PTSB to defer decision on sale of €900m of split mortgages

Bank to postpone making a choice until ECB issues guidance on loans

PTSB’s chief risk officer, Stephen Groarke, said the bank had been in talks with the ECB about reclassifying split mortgages as performing loans. Photograph: Alan Betson/The Irish Times
PTSB’s chief risk officer, Stephen Groarke, said the bank had been in talks with the ECB about reclassifying split mortgages as performing loans. Photograph: Alan Betson/The Irish Times

Permanent TSB (PTSB) will defer a decision on whether it can pull the sale of €900 million of split mortgages until it receives formal guidance from the European Central Bank (ECB) on how the loans could be reclassified as performing assets.

▸ Dataset section
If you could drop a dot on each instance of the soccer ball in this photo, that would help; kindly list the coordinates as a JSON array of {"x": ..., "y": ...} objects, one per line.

▸ Requests
(1) List every organization named in the split mortgages article.
(2) Answer these questions about the split mortgages article:
(a) What is the value of the split mortgages whose sale is in question?
(b) What position does Stephen Groarke hold at PTSB?
(c) Who took the photograph?
The listing has nothing to do with the split mortgages article.

▸ Expected responses
(1)
Permanent TSB (PTSB)
European Central Bank (ECB)
The Irish Times

(2)
(a) €900 million
(b) Chief risk officer
(c) Alan Betson